**Work instruction**
Your task is to show every line in the listing below that includes "tree".

**Records**
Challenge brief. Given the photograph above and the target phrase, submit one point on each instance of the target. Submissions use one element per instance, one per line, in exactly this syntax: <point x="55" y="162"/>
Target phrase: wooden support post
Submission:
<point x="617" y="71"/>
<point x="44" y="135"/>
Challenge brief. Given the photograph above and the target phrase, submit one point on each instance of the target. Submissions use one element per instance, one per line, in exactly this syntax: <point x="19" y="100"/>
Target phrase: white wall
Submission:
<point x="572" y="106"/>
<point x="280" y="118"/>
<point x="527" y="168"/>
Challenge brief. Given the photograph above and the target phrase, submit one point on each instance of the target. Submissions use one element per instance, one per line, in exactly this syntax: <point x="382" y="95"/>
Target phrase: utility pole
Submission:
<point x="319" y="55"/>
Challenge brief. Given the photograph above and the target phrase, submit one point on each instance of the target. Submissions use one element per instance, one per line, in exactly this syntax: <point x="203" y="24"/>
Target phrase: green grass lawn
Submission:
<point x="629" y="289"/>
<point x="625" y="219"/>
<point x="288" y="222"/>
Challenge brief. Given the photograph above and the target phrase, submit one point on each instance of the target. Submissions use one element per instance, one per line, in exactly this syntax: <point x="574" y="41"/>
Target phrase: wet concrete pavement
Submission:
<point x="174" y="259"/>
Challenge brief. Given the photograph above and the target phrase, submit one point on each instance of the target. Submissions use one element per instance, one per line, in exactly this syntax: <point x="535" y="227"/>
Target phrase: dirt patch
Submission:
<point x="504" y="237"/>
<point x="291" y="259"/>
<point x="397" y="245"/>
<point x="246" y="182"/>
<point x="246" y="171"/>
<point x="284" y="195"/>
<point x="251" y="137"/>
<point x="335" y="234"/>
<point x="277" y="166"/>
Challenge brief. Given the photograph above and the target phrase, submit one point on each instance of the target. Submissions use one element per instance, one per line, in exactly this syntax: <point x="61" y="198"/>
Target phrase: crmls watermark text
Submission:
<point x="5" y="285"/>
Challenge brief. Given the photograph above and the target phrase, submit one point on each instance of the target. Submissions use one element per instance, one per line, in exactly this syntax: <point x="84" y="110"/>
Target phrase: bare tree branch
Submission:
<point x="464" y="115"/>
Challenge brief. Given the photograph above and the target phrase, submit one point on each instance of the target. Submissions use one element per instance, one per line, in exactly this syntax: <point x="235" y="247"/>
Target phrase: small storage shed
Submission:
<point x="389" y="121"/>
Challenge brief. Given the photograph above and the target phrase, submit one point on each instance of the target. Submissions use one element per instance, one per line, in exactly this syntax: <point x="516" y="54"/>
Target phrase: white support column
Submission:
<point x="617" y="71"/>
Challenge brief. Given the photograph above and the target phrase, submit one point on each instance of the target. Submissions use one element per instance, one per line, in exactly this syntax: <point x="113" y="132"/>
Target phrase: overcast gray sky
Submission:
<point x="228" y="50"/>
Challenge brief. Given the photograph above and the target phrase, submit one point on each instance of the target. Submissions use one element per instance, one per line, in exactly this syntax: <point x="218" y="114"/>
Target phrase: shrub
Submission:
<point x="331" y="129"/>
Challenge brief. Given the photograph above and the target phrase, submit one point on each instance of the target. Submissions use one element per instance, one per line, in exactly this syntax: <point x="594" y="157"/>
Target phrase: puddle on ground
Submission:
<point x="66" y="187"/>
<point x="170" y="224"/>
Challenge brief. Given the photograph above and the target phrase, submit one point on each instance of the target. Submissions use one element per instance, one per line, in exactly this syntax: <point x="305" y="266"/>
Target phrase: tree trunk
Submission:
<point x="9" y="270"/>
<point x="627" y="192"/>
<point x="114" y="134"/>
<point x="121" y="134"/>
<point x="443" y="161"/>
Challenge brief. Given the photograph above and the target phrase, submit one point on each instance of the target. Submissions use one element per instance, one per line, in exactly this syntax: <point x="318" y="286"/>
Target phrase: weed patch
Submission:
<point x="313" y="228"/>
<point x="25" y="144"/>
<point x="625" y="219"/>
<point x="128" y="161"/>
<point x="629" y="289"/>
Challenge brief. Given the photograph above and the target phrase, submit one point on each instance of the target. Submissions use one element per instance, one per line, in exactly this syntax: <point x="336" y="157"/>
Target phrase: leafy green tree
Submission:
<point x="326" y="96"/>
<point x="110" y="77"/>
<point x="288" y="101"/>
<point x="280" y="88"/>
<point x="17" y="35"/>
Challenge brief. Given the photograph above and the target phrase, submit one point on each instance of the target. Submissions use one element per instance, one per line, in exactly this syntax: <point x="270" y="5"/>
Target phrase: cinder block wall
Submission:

**Finished task**
Target phrase: bare tree branch
Target phrase: tree trunk
Target phrase: leafy green tree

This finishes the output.